Given request:
The line containing "Mark the exhibit" marks the start; return it and every line after it in the listing below, exactly, through the last.

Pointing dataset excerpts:
══════════

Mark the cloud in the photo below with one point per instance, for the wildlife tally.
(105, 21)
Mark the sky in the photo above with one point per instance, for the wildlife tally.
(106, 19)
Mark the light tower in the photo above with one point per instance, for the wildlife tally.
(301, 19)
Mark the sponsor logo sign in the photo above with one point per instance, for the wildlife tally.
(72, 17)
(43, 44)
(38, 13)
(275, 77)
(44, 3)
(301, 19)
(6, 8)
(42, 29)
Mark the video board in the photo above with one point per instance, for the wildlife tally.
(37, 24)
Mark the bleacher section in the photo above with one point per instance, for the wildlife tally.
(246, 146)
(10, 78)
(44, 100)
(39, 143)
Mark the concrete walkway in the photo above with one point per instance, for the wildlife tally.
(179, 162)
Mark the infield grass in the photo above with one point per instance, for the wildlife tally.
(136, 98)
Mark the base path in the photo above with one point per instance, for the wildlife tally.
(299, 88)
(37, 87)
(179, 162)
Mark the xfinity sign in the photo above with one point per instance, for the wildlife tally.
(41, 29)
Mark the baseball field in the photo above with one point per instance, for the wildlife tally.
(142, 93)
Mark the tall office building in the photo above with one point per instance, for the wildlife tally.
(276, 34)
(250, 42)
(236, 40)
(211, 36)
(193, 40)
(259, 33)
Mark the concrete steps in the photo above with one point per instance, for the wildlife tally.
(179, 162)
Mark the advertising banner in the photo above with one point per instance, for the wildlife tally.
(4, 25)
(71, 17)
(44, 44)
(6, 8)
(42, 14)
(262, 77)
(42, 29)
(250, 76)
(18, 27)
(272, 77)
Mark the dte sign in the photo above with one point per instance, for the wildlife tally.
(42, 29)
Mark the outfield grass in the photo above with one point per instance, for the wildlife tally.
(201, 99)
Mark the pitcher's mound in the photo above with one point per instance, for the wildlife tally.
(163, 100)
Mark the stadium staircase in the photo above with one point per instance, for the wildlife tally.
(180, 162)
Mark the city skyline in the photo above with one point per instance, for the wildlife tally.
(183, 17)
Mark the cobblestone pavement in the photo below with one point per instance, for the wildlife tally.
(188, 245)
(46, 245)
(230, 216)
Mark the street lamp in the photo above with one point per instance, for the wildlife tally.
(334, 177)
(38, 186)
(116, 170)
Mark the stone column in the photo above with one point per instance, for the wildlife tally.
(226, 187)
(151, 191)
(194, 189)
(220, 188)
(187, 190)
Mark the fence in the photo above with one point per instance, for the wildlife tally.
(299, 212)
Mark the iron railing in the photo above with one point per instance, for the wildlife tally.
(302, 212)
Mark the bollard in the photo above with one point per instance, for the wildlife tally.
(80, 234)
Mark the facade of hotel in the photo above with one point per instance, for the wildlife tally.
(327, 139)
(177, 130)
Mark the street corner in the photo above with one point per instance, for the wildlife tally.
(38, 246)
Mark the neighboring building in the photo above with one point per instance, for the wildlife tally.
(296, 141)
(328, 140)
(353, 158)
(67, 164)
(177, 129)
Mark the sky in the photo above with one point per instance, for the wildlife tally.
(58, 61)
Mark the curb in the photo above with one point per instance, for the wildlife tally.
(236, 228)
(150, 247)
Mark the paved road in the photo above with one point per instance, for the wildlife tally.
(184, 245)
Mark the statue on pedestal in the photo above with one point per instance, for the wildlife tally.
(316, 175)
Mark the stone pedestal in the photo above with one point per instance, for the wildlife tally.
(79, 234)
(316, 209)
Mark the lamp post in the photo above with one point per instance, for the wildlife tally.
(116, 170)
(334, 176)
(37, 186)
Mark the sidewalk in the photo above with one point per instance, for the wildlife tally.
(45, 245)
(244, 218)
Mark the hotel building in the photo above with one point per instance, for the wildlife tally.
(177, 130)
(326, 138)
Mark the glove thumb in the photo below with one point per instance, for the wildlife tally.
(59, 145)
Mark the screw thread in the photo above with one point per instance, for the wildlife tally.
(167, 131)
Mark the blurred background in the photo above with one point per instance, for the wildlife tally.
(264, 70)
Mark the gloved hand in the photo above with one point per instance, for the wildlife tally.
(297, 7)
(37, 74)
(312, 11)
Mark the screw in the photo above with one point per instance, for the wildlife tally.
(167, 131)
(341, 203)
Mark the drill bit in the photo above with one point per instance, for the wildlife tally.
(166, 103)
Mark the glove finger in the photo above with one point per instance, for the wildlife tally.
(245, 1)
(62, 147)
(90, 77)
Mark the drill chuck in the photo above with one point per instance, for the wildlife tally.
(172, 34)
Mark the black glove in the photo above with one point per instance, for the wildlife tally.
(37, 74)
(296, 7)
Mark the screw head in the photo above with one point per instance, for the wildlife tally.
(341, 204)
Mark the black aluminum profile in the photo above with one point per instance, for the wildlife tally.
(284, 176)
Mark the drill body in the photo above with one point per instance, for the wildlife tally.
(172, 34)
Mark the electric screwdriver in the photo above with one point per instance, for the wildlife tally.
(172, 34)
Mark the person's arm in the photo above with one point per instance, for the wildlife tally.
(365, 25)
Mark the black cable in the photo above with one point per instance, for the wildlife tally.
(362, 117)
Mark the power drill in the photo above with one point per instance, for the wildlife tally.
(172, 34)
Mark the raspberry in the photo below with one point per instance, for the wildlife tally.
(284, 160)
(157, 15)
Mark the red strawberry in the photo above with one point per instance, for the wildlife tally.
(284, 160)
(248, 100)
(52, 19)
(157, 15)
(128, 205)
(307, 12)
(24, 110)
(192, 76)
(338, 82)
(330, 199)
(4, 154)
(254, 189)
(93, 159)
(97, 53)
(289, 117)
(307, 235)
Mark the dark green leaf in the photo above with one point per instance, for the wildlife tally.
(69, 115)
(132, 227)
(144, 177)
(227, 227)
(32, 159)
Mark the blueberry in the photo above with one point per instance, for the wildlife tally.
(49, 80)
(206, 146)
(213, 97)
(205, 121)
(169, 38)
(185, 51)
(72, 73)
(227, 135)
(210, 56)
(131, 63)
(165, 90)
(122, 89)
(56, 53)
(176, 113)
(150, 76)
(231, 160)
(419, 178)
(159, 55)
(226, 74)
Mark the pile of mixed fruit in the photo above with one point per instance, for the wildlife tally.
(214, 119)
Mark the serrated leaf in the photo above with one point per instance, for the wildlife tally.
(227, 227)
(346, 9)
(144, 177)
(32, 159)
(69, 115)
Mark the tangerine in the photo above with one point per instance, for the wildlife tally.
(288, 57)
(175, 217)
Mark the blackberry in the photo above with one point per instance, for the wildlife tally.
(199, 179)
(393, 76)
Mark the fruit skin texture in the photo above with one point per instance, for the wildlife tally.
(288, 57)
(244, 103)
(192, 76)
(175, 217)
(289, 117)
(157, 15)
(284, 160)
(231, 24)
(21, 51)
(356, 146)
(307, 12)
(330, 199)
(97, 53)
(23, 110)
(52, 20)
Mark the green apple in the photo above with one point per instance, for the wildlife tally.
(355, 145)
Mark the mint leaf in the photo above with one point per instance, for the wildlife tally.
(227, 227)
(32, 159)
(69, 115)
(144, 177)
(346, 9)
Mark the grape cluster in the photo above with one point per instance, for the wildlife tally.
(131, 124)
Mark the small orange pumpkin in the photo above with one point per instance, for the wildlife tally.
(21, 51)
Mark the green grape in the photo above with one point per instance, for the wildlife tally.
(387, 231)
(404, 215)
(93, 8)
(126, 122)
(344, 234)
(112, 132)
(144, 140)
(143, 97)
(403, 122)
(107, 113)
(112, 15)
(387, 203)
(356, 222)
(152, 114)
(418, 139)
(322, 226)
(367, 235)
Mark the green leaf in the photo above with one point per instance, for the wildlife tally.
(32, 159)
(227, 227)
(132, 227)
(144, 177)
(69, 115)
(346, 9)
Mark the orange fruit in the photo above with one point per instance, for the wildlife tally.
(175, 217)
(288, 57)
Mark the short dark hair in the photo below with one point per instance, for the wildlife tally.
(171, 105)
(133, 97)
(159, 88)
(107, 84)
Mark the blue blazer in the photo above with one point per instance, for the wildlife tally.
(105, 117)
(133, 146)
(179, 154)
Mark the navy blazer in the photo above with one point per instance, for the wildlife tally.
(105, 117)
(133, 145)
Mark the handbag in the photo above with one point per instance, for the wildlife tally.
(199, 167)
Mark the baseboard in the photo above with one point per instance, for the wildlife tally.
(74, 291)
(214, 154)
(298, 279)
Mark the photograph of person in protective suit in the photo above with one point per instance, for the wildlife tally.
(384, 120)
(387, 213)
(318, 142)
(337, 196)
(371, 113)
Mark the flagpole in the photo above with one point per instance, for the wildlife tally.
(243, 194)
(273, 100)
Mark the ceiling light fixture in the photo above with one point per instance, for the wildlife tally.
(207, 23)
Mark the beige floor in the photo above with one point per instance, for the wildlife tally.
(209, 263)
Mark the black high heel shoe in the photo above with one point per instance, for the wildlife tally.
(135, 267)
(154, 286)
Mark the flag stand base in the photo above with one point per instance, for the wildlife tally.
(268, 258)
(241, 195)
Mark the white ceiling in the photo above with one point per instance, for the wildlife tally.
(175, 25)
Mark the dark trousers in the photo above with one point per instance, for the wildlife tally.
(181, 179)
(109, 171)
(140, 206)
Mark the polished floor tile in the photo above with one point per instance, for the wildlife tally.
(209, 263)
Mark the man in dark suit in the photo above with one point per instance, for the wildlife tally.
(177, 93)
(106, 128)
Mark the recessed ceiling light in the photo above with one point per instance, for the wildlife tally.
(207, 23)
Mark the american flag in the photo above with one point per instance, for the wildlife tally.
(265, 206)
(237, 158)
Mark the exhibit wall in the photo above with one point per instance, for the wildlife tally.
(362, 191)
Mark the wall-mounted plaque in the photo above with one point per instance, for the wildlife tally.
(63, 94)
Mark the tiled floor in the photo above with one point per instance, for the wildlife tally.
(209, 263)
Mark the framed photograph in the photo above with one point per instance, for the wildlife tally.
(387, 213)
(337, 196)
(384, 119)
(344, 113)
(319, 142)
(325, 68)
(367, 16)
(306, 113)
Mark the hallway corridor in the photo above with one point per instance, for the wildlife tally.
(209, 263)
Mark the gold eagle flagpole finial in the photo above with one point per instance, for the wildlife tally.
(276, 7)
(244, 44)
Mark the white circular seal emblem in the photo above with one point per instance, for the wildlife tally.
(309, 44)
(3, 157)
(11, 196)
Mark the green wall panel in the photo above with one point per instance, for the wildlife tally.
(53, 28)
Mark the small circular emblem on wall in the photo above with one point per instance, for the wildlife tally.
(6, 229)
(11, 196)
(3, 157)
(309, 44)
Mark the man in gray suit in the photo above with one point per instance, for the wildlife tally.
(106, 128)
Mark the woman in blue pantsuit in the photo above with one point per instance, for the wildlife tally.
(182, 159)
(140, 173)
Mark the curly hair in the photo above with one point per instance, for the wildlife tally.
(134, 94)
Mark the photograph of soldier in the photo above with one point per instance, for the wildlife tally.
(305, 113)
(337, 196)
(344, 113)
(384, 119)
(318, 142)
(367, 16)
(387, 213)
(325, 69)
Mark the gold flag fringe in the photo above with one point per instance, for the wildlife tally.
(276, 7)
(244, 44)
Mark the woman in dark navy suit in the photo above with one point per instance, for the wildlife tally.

══════════

Output:
Mark the exhibit wall in the photo above with one point per instance, for the wildlife tally.
(362, 191)
Mark the wall-mounted plaque in the photo above with one point per instance, for the wildlife tally.
(63, 94)
Mark the tiled floor in the photo above with one point per instance, for the wildlife tally.
(209, 263)
Mark the framed photograph in the photo above with one point per instance, for the wildlife tally.
(387, 213)
(337, 196)
(384, 119)
(344, 113)
(319, 142)
(325, 68)
(367, 16)
(306, 113)
Mark the hallway corridor in the photo above with one point per instance, for the wildlife tally.
(209, 263)
Mark the gold eagle flagpole finial in the photo above with one point per instance, for the wildlife tally.
(276, 7)
(244, 44)
Mark the white circular seal emblem in the photo above with one point per instance, for the wildlife tally.
(309, 44)
(3, 157)
(11, 196)
Mark the green wall panel in the photo above with one point per instance, for the wildlife tally.
(53, 28)
Mark the small circular emblem on wall in the photo above with one point per instance, for the wildlife tally.
(6, 229)
(11, 196)
(3, 157)
(309, 44)
Mark the man in gray suit in the photo above with one point per instance, for the wildlife tally.
(106, 128)
Mark the woman in blue pantsuit in the photo above with one point per instance, for the wildlife tally.
(182, 159)
(140, 173)
Mark the curly hair in the photo above with one point per instance, for the wildlife tally.
(134, 94)
Mark the photograph of soldier in the photo above with one point per instance, for the wildlife tally.
(305, 113)
(337, 196)
(344, 113)
(384, 119)
(318, 142)
(367, 16)
(387, 213)
(325, 69)
Mark the gold flag fringe in the photo above with one point per instance, for the wildlife tally.
(276, 7)
(244, 44)
Mark the woman in dark navy suit in the photo above with one point per instance, for the wildlife tally.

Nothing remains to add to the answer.